Task statement: Can you restate the lines of the entries below, word for word, from the first one through the line that includes "# mark one dot per instance, written like column 98, row"?

Working data:
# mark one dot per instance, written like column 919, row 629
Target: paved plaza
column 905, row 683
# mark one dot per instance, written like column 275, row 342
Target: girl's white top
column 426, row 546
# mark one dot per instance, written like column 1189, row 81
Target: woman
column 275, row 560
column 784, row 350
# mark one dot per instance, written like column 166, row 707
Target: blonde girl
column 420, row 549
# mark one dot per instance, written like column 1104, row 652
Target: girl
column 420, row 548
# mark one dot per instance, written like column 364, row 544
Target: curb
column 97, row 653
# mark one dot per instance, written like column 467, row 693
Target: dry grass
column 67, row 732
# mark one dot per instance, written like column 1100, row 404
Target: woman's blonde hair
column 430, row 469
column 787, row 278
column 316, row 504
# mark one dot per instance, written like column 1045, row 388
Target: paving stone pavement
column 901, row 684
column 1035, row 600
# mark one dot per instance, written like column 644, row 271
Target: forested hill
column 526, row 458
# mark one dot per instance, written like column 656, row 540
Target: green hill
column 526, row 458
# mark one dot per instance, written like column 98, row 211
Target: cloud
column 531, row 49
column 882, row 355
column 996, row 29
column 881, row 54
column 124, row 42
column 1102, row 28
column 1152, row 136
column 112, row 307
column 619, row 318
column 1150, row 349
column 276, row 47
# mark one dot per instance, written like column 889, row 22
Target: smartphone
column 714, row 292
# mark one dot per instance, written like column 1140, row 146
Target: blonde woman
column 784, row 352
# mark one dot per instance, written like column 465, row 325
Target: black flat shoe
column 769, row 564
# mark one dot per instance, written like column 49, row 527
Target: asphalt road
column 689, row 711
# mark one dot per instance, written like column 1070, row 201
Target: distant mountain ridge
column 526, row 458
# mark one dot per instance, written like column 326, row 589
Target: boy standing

Response to this exercise:
# mark one dot per instance, written like column 919, row 629
Target: paved plaza
column 905, row 683
# mark one dot per instance, written like column 275, row 342
Target: girl's white top
column 426, row 546
# mark one dot per instance, written like column 1189, row 81
Target: woman
column 275, row 560
column 784, row 350
# mark one dot per instance, written like column 166, row 707
Target: blonde girl
column 420, row 549
# mark one dot per instance, written like column 1104, row 652
Target: girl
column 420, row 548
# mark one dot per instance, written like column 364, row 544
Target: curb
column 97, row 653
# mark one dot per instance, written like column 467, row 693
Target: dry grass
column 67, row 732
# mark one dot per instance, written like column 1100, row 404
Target: woman's blonde hair
column 430, row 469
column 787, row 278
column 316, row 504
# mark one dot per instance, written like column 1045, row 388
Target: paving stone pavement
column 901, row 684
column 1035, row 600
# mark one dot per instance, written like column 644, row 271
Target: forested hill
column 526, row 458
# mark one dot per instance, written like column 656, row 540
Target: green hill
column 526, row 458
# mark one dot per instance, written like column 98, row 211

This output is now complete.